═════ PROVIDED MATERIAL ═════

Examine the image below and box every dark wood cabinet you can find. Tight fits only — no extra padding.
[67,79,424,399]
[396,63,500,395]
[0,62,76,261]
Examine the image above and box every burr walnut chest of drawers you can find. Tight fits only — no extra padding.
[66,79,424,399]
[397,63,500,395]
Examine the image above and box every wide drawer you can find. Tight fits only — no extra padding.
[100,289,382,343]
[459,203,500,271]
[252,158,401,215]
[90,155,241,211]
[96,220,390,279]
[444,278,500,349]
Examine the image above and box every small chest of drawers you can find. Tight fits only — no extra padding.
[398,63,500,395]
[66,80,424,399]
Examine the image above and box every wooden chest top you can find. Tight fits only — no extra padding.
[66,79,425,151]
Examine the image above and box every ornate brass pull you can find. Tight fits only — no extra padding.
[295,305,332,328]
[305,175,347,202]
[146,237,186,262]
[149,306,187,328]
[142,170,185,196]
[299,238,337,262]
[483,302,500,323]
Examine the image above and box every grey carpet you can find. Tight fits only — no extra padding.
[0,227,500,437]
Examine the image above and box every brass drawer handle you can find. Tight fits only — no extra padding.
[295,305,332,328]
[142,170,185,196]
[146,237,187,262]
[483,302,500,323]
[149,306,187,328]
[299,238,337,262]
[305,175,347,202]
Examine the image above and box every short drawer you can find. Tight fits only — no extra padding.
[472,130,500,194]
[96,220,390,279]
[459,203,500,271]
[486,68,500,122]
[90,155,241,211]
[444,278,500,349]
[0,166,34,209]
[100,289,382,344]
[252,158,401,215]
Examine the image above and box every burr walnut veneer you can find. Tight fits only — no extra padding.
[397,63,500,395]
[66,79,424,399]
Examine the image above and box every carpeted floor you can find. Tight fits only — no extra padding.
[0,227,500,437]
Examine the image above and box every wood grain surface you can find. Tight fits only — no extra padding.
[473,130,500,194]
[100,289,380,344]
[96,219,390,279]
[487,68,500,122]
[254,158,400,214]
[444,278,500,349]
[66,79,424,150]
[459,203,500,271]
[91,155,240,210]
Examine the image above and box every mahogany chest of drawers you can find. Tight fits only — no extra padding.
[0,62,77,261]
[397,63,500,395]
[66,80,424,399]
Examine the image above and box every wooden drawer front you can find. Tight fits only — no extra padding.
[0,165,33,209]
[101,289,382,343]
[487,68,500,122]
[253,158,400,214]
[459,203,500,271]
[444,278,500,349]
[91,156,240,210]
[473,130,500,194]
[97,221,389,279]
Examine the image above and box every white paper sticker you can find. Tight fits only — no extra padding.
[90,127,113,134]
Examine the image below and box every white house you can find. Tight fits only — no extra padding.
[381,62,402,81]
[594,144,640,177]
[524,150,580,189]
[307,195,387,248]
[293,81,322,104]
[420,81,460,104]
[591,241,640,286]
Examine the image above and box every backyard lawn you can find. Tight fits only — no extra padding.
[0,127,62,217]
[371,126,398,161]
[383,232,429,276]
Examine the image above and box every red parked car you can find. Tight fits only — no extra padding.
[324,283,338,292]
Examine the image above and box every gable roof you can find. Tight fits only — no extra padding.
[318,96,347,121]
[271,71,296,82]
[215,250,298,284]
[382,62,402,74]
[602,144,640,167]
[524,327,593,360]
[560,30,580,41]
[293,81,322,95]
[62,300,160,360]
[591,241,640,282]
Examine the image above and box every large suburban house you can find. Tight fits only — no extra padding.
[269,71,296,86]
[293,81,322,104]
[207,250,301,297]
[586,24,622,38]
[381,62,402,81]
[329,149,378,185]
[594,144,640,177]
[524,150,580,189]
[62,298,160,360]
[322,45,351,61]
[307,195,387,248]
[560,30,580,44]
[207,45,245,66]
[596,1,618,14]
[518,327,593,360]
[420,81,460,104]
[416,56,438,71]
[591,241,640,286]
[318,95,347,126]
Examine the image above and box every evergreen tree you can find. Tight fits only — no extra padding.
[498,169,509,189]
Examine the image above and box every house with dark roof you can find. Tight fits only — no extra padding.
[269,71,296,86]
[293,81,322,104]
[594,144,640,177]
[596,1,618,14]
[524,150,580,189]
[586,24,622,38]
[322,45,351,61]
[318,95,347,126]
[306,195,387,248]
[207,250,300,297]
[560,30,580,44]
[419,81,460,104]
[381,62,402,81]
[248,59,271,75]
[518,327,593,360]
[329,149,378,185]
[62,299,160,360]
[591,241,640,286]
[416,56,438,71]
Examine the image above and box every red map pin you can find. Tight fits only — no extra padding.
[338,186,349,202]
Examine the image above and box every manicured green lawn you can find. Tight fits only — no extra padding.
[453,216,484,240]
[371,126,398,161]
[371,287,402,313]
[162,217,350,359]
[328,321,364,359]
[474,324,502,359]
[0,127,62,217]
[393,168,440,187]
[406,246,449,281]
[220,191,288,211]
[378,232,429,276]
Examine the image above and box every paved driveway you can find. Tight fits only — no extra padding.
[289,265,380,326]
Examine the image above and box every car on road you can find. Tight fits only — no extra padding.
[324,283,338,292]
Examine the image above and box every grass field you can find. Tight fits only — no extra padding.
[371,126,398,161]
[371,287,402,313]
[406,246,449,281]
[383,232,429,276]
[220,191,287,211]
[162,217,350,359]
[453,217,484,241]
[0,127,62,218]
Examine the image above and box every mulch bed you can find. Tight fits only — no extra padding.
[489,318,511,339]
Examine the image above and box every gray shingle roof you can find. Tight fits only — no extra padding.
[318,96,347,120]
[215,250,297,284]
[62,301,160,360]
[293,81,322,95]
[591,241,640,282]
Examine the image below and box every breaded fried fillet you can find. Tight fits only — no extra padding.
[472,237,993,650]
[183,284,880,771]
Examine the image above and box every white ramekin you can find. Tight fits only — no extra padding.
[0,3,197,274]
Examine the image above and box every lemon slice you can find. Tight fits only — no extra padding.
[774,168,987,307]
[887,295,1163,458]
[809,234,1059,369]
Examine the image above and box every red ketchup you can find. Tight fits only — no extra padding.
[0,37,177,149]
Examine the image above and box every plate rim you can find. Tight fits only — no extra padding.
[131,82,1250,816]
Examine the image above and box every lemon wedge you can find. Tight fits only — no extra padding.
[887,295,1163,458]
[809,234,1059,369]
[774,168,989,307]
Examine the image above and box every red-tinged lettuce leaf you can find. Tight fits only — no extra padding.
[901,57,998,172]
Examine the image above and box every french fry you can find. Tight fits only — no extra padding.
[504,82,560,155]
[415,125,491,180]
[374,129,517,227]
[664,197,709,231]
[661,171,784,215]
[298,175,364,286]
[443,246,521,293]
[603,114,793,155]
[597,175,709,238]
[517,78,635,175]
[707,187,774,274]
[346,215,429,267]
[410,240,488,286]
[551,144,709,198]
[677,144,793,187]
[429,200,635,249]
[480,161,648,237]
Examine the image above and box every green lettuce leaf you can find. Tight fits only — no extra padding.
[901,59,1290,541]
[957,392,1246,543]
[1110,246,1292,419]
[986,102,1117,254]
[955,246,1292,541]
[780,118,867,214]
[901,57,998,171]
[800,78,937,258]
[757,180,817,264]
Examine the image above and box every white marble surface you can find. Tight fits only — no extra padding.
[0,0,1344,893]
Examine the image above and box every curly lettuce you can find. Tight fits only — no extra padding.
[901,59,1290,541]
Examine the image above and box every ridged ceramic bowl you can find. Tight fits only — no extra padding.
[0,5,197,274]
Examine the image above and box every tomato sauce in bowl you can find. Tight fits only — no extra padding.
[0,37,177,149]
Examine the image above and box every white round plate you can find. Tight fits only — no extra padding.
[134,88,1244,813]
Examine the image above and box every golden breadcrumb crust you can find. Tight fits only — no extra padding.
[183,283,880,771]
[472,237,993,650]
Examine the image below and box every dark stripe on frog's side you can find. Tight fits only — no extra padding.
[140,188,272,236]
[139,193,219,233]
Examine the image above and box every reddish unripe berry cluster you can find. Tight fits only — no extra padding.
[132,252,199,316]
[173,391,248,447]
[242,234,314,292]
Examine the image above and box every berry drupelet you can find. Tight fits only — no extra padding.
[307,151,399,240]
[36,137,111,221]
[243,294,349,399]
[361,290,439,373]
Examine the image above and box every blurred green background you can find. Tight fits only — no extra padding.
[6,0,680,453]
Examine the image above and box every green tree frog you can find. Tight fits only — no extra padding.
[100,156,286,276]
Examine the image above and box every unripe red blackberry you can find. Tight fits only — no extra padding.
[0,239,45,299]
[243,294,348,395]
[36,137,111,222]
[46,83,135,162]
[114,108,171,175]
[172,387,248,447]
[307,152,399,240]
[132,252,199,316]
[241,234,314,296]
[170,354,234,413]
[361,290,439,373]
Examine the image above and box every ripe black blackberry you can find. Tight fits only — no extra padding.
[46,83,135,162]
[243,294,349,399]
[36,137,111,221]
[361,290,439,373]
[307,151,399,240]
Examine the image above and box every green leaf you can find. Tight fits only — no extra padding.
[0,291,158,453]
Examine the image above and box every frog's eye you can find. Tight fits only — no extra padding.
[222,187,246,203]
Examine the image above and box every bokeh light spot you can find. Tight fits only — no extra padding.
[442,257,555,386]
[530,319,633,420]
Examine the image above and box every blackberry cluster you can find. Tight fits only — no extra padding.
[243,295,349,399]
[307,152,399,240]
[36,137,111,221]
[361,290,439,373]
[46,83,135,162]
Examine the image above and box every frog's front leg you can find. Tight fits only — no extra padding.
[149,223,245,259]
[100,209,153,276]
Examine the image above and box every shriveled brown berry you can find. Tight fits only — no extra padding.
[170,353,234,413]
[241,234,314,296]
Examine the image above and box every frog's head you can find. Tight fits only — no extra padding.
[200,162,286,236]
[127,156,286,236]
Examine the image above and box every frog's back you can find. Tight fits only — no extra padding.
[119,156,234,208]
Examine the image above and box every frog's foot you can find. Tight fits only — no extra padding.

═════

● WHAT TO WORK ON
Print the lines of the data from the line holding "Examine the image above and box every wooden drawer" through the line holding "[97,221,389,279]", inclusive, reproducing each one verbatim.

● REPLY TO THE TASK
Examine the image above and box every wooden drawer front you can find. Tight fits only — no extra padding.
[0,165,33,209]
[101,289,382,343]
[487,68,500,122]
[253,158,400,214]
[459,203,500,271]
[444,278,500,349]
[91,156,240,210]
[473,130,500,194]
[97,221,389,279]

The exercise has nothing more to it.